Борьба с собственным каноном как одна из базовых характеристик промежутка – вот что делает поэта причастным современности, и Тынянов постоянно напоминает об этом на протяжении всей статьи. Так, Маяковский получает особый статус в промежутке потому, что «не может успокоиться на своем каноне»112. Поэтам, попавшим в плен своей темы, Тынянов приводит «веселый пример Гейне», «вырвавшегося на свободу из канона собственных тем»113. Так и некоторые редкие тексты Ходасевича «выпадают из его канона». Выпад – это искомое смещение. В самом слове «выпад» присутствует схожая и смежная «отходу» и «выходу» кинетическая полисемантика, и не случайно это метафорическое понятие, примененное к Ходасевичу, становится одним из ведущих в статье «Литературный факт», где оно появляется в контексте разговора о критике. Критика пушкинской эпохи оценила легкость «Руслана и Людмилы» «как выпад из системы, как ошибку, и опять это было смещением системы»114. С одной стороны, «выпад» – выпадение из системы, с другой – наступательный прием, эскападная инвектива, провокация самого (авто)смещения – вот в чем таится потенциал современности и своевременности – Пушкина, Маяковского или Ходасевича115.

Выделяя потенциал Ходасевича, Тынянов остается верен намеченному выше сопоставлению Ходасевича и Тютчева, обоих объединяет дилетантизм и перефункционализация фрагмента. Незадолго до «Промежутка» в статье «Вопрос о Тютчеве» (1923) Тынянов разработал теорию фрагмента (отрывка) как легализованного Тютчевым особого поэтического жанра – продукта «разложения монументальных форм XVIII века»116. Упоминание об «отрывочности Тютчева» как о результате его «литературного дилетантизма» появляется и в самом «Промежутке»117. Ирена Ронен точно замечает, что похвалы Тынянова нужно рассматривать как «попытку направить Ходасевича по линии мелких жанров, фрагментов»118.

Эта критическая рекомендация становится еще более очевидной при сравнении «Промежутка» с так называемой «немецкой версией» статьи. В 1925 году «Литературное сегодня» и «Промежуток» были объединены Тыняновым в общий конспект и опубликованы на немецком языке в берлинском журнале «Der Querschnitt»119. В так называемую «немецкую версию» был включен и существенно сокращенный и переработанный пассаж о Ходасевиче:

Его [Есенина] стихи означают возвращение к сглаживанию, опошлению стиха – после той напряженной работы, которую проделали символисты и футуристы.

В этом смысле В. Ходасевич занимает намного более благоприятную позицию; этот поэт обращается к пушкинской культуре стиха как к культуре большой глубины и значительности. И все же он сильнее там, где переходит границы традиции.

**Выдержки из записей:**

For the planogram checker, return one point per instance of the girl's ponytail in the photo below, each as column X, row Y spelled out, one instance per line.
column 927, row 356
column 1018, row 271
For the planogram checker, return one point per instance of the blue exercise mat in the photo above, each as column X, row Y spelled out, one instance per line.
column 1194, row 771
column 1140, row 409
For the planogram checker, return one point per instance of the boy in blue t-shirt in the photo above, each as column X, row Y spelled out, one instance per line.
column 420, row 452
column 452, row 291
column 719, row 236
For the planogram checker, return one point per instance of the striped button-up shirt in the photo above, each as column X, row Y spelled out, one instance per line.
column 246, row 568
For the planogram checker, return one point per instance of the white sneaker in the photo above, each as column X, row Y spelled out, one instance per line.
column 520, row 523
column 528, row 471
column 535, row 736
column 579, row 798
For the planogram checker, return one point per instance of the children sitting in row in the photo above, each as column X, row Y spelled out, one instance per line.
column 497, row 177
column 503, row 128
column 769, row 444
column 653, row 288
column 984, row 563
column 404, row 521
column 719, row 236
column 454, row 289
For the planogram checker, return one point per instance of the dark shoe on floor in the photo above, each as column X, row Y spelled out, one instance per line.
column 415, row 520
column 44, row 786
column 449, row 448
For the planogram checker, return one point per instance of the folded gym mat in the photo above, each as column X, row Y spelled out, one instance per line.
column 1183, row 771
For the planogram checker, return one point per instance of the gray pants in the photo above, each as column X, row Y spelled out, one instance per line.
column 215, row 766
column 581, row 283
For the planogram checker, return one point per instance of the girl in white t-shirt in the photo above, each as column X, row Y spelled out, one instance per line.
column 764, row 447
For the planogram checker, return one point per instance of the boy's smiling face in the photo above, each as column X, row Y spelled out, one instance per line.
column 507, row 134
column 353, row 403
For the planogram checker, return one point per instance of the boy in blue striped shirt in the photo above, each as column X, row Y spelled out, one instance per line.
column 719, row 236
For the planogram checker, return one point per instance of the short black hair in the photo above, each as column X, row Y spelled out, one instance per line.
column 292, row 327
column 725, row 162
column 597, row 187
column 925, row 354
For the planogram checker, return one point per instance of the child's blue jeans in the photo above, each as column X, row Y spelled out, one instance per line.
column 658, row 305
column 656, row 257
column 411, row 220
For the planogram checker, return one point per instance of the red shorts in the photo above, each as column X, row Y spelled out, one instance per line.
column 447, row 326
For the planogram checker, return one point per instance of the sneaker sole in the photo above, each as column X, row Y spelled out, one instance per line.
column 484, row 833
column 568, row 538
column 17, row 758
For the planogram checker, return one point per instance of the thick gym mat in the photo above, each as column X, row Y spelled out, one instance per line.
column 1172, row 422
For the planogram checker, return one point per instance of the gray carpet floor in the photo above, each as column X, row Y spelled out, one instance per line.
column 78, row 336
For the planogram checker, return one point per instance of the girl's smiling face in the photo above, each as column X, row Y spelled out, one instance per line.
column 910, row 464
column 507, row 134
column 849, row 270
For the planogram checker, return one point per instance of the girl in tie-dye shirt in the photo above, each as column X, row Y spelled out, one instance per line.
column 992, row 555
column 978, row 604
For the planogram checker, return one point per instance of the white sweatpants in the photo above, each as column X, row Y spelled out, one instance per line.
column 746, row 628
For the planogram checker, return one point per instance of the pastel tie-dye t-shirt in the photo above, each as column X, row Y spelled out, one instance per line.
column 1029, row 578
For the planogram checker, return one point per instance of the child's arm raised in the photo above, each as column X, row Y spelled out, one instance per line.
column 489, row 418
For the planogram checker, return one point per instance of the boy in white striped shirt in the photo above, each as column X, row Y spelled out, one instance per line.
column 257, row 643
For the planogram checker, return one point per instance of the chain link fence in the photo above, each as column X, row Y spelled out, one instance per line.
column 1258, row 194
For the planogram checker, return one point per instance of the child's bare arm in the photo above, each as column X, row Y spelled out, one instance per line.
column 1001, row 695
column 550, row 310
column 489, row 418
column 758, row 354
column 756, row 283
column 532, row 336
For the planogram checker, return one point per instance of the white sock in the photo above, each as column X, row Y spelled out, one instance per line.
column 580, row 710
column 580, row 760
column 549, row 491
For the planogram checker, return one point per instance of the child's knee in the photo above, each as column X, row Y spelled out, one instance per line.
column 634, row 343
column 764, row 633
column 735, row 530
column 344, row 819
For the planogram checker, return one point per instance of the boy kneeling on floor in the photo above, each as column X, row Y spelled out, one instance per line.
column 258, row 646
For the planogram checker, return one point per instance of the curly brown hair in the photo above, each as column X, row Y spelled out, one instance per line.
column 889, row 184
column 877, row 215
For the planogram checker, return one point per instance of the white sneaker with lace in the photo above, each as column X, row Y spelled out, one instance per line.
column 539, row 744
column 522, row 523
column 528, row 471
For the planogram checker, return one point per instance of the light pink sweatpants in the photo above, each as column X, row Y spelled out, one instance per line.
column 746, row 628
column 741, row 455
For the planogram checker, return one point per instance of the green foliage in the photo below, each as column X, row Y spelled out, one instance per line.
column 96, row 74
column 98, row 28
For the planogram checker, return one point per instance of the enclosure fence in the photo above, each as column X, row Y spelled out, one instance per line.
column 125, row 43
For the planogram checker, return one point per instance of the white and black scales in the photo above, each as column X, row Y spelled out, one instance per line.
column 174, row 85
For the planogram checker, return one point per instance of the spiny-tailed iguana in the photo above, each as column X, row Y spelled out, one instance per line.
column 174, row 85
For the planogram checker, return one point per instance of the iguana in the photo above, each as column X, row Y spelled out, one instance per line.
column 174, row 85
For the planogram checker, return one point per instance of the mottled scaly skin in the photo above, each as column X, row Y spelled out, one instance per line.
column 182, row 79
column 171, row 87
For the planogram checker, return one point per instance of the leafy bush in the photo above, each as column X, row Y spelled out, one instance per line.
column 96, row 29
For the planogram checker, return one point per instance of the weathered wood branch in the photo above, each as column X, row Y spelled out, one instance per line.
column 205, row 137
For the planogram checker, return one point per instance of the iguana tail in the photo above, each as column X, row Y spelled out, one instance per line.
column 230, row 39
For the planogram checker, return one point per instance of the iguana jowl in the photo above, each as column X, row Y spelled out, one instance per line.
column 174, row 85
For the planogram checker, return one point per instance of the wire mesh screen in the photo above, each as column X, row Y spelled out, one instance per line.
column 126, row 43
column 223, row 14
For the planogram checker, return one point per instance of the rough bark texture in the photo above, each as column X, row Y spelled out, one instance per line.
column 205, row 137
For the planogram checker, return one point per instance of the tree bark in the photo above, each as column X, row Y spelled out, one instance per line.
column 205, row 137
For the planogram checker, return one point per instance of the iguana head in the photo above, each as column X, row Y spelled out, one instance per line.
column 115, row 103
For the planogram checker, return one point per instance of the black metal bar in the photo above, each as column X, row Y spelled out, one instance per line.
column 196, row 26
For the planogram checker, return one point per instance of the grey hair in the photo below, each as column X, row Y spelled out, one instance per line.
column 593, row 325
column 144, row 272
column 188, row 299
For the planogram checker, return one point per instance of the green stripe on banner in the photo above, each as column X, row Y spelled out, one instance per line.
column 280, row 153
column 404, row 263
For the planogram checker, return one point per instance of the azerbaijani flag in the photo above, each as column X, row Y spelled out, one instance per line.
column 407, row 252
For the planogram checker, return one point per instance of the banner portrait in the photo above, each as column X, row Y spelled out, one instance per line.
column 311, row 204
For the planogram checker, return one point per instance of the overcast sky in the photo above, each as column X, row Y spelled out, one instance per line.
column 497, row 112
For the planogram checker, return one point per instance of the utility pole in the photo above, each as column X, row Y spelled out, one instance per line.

**Задания:**
A - В каком берлинском журнале напечатали «немецкую версию» статьи, согласно фрагменту о «Промежутке» Тынянова?
B - Повторите дословно часть фрагмента о «Промежутке» Тынянова, которая открывается словами, содержащими «Его [Есенина] стихи», и завершается словами «переходит границы традиции.».

**Готовые ответы:**
A - В журнале «Der Querschnitt».

B -
Его [Есенина] стихи означают возвращение к сглаживанию, опошлению стиха – после той напряженной работы, которую проделали символисты и футуристы.

В этом смысле В. Ходасевич занимает намного более благоприятную позицию; этот поэт обращается к пушкинской культуре стиха как к культуре большой глубины и значительности. И все же он сильнее там, где переходит границы традиции.